- [WORK TO COMPLETE]:
a - In the jobless claims passage, what was the seasonally adjusted figure for weekly jobless claims in the week of April 4th?
b - Reproduce the jobless claims passage word for word, from "The U.S. Department" up to and including "according to FRED.".
c - Write the next part of the jobless claims passage, starting after its final sentence.

- [PROVIDED PASSAGE]:
The U.S. Department of Labor reported a third consecutive week of unprecedented levels of initial weekly jobless claims.
According to the data published by the DOL, seasonally adjusted weekly jobless claims from the week of April 4th remained at 6.6 million. The figure was just under last week's reported 6.65 million reported on March 28th.
In a span of three weeks, jobless claims have combined to nearly 16.5 million incremental claims or more than 10 % of the U.S. civilian labor force, according to FRED.
The statistic is arguably one of the most relevant and consistently timely pieces of data in accessing how deep of an impact the economic shock of the COVID-19 pandemic is having on labor markets and the broader economy, especially given the uniqueness and second-order effects of this specific crisis.

- [Region pointing data]:

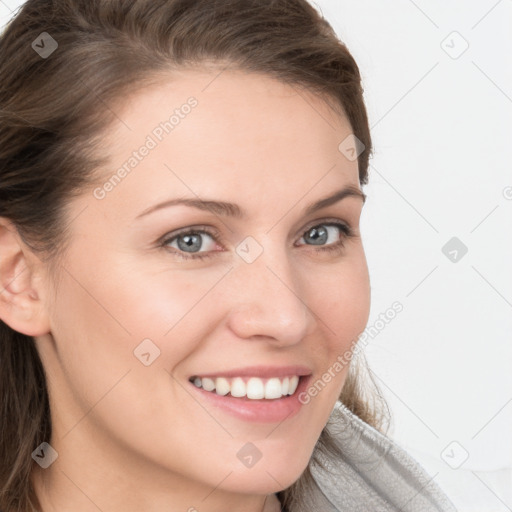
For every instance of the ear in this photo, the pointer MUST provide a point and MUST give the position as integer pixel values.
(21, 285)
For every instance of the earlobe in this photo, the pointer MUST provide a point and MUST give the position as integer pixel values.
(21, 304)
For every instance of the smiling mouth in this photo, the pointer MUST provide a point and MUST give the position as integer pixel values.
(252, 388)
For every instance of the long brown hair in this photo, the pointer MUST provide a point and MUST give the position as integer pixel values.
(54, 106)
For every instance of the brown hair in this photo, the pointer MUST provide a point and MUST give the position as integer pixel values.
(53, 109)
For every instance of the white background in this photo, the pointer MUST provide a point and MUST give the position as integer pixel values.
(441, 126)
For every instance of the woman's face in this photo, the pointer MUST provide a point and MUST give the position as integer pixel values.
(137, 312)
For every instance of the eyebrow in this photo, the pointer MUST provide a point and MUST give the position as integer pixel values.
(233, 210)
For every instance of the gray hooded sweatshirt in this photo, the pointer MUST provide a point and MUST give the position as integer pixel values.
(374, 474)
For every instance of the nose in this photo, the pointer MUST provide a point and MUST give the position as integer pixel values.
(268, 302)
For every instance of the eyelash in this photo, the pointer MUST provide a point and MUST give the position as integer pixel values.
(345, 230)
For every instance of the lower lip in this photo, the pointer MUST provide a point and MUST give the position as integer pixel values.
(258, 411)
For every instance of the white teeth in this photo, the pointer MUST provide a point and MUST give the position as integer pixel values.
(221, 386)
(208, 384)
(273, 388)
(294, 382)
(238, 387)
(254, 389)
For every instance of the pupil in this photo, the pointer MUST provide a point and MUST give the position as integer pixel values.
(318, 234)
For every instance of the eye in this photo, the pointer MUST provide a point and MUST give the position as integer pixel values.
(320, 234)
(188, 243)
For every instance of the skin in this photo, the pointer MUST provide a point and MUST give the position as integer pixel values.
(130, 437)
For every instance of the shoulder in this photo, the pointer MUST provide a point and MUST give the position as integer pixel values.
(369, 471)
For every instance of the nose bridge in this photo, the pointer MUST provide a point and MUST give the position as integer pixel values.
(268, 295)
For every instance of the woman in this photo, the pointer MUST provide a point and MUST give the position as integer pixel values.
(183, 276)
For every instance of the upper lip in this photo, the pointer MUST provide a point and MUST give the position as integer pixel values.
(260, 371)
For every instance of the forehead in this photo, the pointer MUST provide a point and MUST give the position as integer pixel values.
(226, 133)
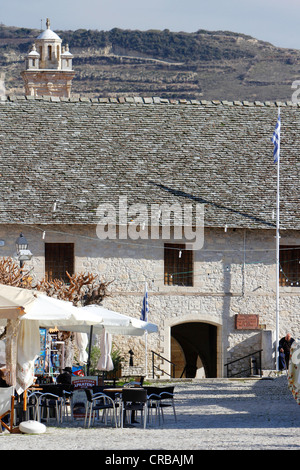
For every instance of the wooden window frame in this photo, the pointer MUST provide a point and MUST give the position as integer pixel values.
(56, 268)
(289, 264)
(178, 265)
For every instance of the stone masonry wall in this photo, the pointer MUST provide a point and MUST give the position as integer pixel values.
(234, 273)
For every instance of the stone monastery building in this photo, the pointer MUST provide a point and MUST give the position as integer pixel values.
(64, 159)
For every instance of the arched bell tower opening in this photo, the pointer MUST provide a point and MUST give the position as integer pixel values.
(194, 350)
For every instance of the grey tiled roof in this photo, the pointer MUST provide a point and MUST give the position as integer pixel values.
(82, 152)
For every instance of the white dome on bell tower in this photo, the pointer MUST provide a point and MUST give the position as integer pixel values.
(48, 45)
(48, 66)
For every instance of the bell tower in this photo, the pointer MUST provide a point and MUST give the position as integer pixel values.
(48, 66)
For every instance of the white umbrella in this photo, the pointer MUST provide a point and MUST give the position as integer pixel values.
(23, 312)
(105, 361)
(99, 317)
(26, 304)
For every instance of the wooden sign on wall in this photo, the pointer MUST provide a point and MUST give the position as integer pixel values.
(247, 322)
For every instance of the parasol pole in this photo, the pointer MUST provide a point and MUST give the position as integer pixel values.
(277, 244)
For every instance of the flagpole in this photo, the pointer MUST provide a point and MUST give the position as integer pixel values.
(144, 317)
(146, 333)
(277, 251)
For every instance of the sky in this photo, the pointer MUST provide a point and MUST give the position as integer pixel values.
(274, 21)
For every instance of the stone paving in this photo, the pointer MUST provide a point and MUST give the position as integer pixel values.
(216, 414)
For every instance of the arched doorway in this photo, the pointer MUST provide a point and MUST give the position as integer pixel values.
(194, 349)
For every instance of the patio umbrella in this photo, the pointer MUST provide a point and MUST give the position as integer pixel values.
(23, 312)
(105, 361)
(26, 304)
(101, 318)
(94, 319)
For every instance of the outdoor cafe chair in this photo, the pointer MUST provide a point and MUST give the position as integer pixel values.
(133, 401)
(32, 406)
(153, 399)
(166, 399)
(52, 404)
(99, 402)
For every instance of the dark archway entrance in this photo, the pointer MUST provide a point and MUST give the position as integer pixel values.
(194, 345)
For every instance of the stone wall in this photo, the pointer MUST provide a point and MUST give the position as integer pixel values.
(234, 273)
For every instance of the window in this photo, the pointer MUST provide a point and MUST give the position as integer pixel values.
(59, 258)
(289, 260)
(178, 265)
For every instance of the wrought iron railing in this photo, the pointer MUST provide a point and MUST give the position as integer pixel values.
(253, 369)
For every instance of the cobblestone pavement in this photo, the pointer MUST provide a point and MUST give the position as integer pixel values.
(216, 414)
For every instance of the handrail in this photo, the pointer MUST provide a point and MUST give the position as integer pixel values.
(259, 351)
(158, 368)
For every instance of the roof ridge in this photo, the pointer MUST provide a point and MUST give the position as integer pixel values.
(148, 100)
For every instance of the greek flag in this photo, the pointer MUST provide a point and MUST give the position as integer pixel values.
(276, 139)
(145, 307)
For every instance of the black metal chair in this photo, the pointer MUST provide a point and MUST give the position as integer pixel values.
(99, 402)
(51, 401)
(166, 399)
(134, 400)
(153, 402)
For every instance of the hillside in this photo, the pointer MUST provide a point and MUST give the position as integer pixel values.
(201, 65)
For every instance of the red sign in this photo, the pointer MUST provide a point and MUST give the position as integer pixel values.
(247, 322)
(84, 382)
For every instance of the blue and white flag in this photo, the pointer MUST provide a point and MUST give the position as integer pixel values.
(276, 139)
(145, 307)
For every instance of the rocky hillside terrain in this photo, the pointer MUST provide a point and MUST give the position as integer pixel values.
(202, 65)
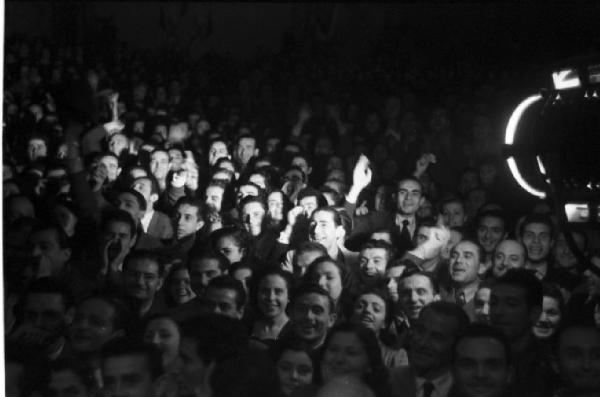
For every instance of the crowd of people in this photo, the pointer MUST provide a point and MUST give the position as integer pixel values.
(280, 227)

- [TASK RESULTS]:
a - 6.6 million

b -
The U.S. Department of Labor reported a third consecutive week of unprecedented levels of initial weekly jobless claims.
According to the data published by the DOL, seasonally adjusted weekly jobless claims from the week of April 4th remained at 6.6 million. The figure was just under last week's reported 6.65 million reported on March 28th.
In a span of three weeks, jobless claims have combined to nearly 16.5 million incremental claims or more than 10 % of the U.S. civilian labor force, according to FRED.

c -
With the CARES Act expanding the ability for self-employed and other workers to benefit from unemployment benefits, initial jobless claims (data from Unemployment Insurance Weekly Claims Report) for the first time ever are likely picking up all types of workers in the economy (full-time, self-employed, gig, etc.) without the noise of claims actually turning into new jobs.
Considering that larger firms and small businesses are – and will likely freeze hiring in aggregate – many assume those who have filed for unemployment benefits over the last four weeks have not been able to find a new job during that time span.